##### Extract provided #####

Working with R

Overview

Dewey makes it easy to work with large datasets in R using familiar, flexible tools like tidyverse, arrow, and DuckDB. These examples show how to load data efficiently, inspect schemas, filter rows before download, and quickly summarize large files without requiring heavy local setup.

With just a few lines of code, you can connect to your files, run performant queries, and start analyzing immediately — no complex configuration required.

Downloading Data

At this time, no native R package exists that can authenticate with the Dewey API or download datasets directly from within R. Unlike the deweypy client in Python, which provides built-in authentication, folder browsing, bulk filtering, and direct download workflows, the R ecosystem does not currently include an equivalent client library.

We recommend using the Quickstart: Dewey Client to download data to your local machine, and then loading the downloaded files into R.

##### Given material #####

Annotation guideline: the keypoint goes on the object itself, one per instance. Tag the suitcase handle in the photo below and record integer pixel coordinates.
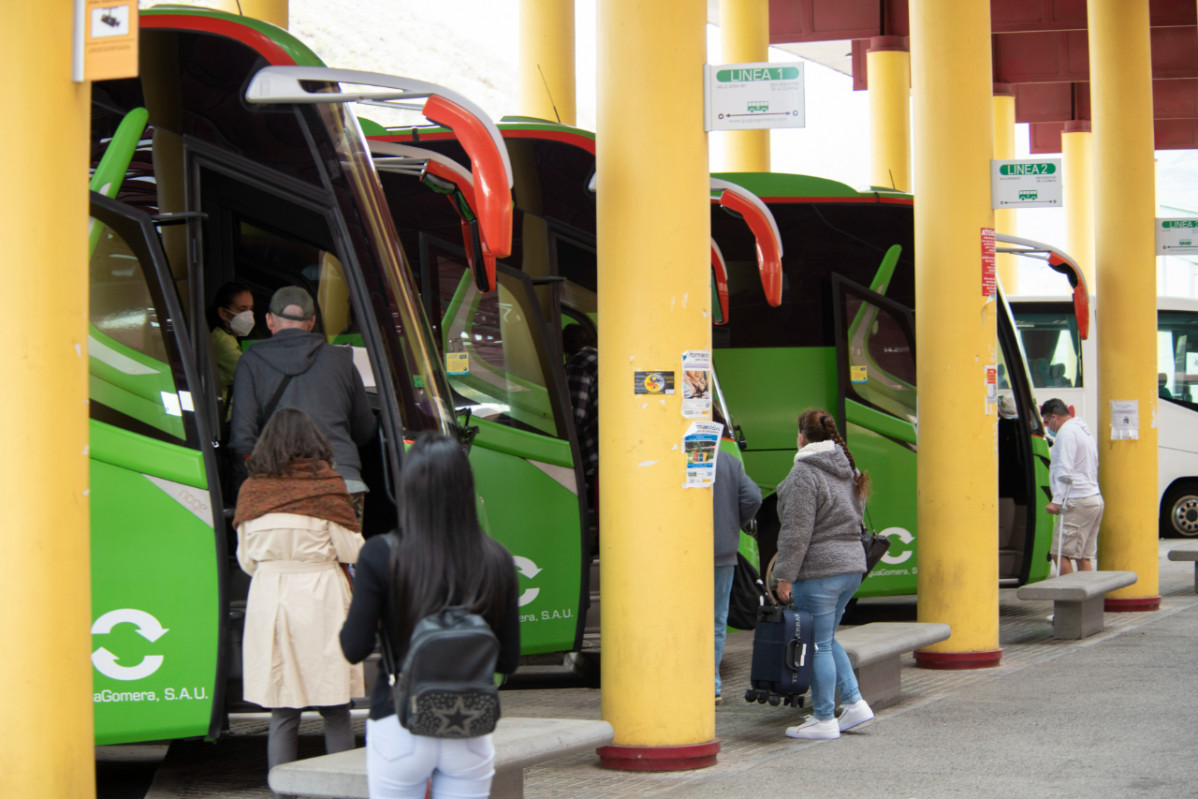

#####

Written tasks:
a – According to the page on working with R, what does it recommend using to download data to a local machine?
b – Write the next part of the page on working with R, picking up right after its final sentence.
The material above comes from a different source than the page on working with R.

Answers for the tasks:
a – The Quickstart: Dewey Client.

b –
Below, you’ll find example code snippets that demonstrate how to:

Use the arrow package to load Parquet (.parquet) files into R and combine multiple files into a single dataset.
Use the vroom package to load compressed CSV files (.csv.gz) into R.

If your data are in Parquet format, you can also use the duckdb package to query and filter the data directly on disk before materializing the results into R as a single dataset. For compressed CSV files (.csv.gz), duckdb can read the files, optionally convert them to .parquet, and then allow you to run efficient filtered queries against the converted data.

Loading Data into R(Studio)

Handling Different Data Types

Datasets downloaded from Dewey may come in different file formats depending on storage requirements or download preferences. This section provides guidance on how to load your data into R, whether the files are in .parquet or .csv.gz format.

Parquet files

Many of Dewey’s datasets are provided as .parquet files due to their efficient storage and query performance. To load .parquet files into R, you can use the arrow or duckdb packages, depending on whether you need to filter the data before bringing it into R.

Arrow

arrow provides a fast and memory-efficient way to read .parquet files into R. It supports loading single files or entire directories of .parquet files and returns the result as a tidy, in-memory dataset. arrow is ideal when you want to load the full dataset directly without applying filters first.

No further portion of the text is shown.